# What to work on:
What do the lines say from the start of the entries through the one containing "positive clicks: (733, 844) (722, 896)"? Repeat them exactly.

# Source records:

┌────────

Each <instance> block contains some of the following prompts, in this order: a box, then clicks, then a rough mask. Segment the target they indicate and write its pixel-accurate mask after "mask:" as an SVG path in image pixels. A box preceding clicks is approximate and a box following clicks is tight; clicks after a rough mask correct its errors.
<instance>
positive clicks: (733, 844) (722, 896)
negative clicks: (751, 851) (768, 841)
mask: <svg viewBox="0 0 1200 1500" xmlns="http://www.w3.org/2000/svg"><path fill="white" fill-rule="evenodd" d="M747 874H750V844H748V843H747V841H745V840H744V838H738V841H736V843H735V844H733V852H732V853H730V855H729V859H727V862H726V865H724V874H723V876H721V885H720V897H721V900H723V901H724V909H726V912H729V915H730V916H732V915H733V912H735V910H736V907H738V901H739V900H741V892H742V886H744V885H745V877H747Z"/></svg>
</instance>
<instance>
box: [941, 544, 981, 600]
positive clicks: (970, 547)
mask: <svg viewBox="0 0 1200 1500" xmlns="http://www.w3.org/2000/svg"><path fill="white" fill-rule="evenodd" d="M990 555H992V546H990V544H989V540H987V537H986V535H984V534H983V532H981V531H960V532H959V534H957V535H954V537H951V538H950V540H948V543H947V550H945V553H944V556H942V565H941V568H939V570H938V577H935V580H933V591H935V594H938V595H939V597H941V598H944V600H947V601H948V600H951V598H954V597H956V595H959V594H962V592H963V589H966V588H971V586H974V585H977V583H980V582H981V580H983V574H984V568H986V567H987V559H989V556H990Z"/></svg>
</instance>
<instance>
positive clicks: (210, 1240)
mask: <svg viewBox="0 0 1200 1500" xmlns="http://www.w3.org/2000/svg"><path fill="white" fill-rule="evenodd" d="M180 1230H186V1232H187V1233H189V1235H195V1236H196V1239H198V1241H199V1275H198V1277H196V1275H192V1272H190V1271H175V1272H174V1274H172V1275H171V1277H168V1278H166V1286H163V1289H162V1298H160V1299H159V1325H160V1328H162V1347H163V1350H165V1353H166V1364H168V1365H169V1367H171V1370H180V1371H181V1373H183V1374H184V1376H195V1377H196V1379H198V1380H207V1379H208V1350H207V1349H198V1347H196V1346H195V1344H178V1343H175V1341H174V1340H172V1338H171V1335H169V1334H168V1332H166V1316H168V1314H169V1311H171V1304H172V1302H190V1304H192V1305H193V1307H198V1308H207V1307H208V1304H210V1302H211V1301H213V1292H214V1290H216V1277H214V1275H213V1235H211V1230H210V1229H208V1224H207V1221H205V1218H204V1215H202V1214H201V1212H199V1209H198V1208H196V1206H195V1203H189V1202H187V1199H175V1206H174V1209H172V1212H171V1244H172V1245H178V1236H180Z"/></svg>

└────────

# Solved problem:
Each <instance> block contains some of the following prompts, in this order: a box, then clicks, then a rough mask. Segment the target they indicate and write its pixel-accurate mask after "mask:" as an SVG path in image pixels. A box preceding clicks is approximate and a box following clicks is tight; clicks after a rough mask correct its errors.
<instance>
positive clicks: (733, 844) (722, 896)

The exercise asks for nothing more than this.